## EXTRAIT FOURNI
┌──

22.  La Cour estime, eu égard à l'objet de la présente affaire et à l'ensemble des éléments qui sont en sa possession, que l'héritier du requérant peut prétendre avoir un intérêt suffisant pour justifier de la poursuite de l'examen de la requête et lui reconnaît dès lors la qualité pour se substituer désormais au requérant en l'espèce (voir notamment les arrêts Vocaturo c. Italie du 24 mai 1991, série A n° 206-C, p. 29, § 2 ; G. c. Italie du 27 février 1992, série A n° 228-F, p. 65, § 2 ; et Pandolfelli et Palumbo c. Italie du 27 février 1992, série A n° 231-B, p. 16, § 2 ).

II.  SUR LES EXCEPTIONS PRÉLIMINAIRES SOULEVÉES PAR LE GOUVERNEMENT

23.  Le Gouvernement plaide l'irrecevabilité de la requête pour non épuisement des voies de recours internes. Il fait valoir qu'à la suite de l'adoption de la loi n° 10/2001, il est loisible au M. Emil Mihai Baragan d'introduire une nouvelle action en revendication.

M. Emil Mihai Baragan invite la Cour à poursuivre l'examen de l'affaire. Il fait valoir que son oncle a été privé de son bien et qu'à l'heure actuelle, il ne se l'est toujours pas vu restituer. Il ajoute que même selon ladite loi, la restitution en nature n'est plus possible car l'Etat, après l'arrêt de la Cour suprême du 14 mai 1996, a vendu l'appartement au locataire H.J.

24.  La Cour rappelle que dans l'arrêt Brumărescu précité elle a considéré que le Gouvernement, responsable de l'annulation d'un jugement définitif rendu à la suite d'une action en revendication, ne saurait exciper du non-épuisement dû au fait que le requérant n'aurait pas introduit une nouvelle action en revendication (ibidem, §§ 54-55).

25.  Partant, il y a lieu de rejeter l'exception préliminaire du Gouvernement.

 

 

III.  SUR LE FOND

A.  Sur la violation alléguée de l'article 6 § 1 de la Convention concernant l'accès au tribunal et l'équité de la procédure

26.  D'après le requérant, l'arrêt du 14 mai 1996 de la Cour suprême de justice a enfreint l'article 6 § 1 de la Convention, qui dispose :

« Toute personne a droit à ce que sa cause soit entendue équitablement (...) par un tribunal (...) qui décidera (...) des contestations sur ses droits et obligations de caractère civil (...) »

27.  Dans son mémoire, le requérant fait valoir que le refus de la Cour suprême de justice de reconnaître aux tribunaux la compétence pour trancher une action en revendication est contraire au droit à un tribunal garanti par l'article 21 de la Constitution roumaine et par l'article 3 du code civil roumain, qui régit le déni de justice. En outre, il fait valoir que l'affirmation de la Cour suprême de justice, selon laquelle le requérant n'était pas propriétaire du bien en litige, est en contradiction avec le motif invoqué par cette cour pour accueillir le recours en annulation, à savoir l'absence de compétence des juridictions pour trancher le fond du litige.

└──

## MATÉRIEL DE TRAVAIL

┌──

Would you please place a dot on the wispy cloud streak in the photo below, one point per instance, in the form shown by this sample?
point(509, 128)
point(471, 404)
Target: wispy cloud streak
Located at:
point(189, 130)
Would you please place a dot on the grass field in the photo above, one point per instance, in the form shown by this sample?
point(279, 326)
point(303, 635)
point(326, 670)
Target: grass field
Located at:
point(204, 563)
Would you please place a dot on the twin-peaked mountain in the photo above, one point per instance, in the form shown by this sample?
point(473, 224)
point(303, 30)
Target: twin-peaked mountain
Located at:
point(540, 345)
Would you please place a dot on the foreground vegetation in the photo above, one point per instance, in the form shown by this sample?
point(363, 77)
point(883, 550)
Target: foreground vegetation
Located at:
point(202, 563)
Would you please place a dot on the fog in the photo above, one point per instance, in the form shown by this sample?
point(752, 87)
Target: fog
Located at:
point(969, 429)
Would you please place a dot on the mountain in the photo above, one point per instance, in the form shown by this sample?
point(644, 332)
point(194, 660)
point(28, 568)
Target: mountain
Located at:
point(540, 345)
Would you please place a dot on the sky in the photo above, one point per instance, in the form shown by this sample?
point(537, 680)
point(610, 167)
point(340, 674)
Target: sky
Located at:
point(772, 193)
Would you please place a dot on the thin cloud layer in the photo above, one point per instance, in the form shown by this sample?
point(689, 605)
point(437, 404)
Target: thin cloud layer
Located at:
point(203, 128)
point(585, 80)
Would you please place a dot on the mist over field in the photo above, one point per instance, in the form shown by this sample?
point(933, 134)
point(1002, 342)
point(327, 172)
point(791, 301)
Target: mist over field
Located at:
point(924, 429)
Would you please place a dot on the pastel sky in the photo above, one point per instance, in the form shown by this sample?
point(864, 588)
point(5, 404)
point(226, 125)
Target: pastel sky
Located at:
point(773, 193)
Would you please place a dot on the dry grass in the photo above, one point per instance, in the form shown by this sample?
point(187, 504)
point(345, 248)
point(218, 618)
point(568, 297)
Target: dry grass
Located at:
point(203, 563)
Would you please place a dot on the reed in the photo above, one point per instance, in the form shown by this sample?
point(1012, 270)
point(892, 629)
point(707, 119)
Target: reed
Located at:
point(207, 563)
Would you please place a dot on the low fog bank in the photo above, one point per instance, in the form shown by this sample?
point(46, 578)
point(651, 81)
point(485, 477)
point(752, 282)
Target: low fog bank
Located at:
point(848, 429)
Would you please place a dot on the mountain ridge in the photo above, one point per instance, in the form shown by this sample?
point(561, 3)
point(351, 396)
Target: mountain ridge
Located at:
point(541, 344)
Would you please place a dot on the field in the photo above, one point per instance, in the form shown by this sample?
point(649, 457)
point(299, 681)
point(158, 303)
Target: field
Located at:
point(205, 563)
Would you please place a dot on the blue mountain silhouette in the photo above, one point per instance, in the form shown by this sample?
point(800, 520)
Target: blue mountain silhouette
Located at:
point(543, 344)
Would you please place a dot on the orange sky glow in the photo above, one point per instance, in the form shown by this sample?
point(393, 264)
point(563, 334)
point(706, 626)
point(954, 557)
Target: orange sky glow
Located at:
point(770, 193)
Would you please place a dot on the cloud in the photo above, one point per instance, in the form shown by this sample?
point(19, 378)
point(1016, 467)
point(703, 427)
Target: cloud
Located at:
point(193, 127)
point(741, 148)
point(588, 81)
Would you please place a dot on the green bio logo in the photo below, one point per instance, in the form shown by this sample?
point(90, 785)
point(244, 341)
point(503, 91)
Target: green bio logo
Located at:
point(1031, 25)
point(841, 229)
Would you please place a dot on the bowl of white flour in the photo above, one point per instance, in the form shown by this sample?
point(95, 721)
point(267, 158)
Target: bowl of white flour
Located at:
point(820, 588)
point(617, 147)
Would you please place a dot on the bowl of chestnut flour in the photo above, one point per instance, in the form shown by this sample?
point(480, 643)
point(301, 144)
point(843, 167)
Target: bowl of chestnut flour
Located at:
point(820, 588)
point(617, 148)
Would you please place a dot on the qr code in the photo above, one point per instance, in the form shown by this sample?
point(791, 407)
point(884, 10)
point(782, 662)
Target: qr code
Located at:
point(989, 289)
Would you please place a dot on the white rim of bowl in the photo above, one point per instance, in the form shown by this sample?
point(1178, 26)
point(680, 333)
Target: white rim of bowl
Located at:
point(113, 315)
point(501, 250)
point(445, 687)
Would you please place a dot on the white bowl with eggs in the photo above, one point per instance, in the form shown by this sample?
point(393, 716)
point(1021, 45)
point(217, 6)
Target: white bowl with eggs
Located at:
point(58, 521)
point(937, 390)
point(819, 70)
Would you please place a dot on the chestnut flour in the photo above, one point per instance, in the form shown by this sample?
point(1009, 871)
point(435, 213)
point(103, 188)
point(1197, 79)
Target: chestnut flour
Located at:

└──

## PARTIES DE L'EXERCICE
(1) Répondez à ces questions sur l'extrait :
(a) À quelle date la Cour suprême de justice a-t-elle rendu l'arrêt que le requérant juge contraire à l'article 6 § 1 de la Convention ?
(b) Quelle loi le Gouvernement invoque-t-il pour affirmer qu'une nouvelle action en revendication reste possible ?
(c) Selon M. Emil Mihai Baragan, à qui l'État a-t-il vendu l'appartement ?
(2) Veuillez imprimer tel quel, dans les rangées, le passage compris entre la ligne contenant "Would you please place a dot on the green" et celle contenant "point(617, 147)", ces deux lignes incluses.
L'extrait et les rangées constituent deux matériaux distincts.

## RÉSULTATS PAR TÂCHE
(1)
(a) Le 14 mai 1996.
(b) La loi n° 10/2001.
(c) Au locataire H.J.

(2)
Would you please place a dot on the green bio logo in the photo below, one point per instance, in the form shown by this sample?
point(90, 785)
point(244, 341)
point(503, 91)
Target: green bio logo
Located at:
point(1031, 25)
point(841, 229)
Would you please place a dot on the bowl of white flour in the photo above, one point per instance, in the form shown by this sample?
point(95, 721)
point(267, 158)
Target: bowl of white flour
Located at:
point(820, 588)
point(617, 147)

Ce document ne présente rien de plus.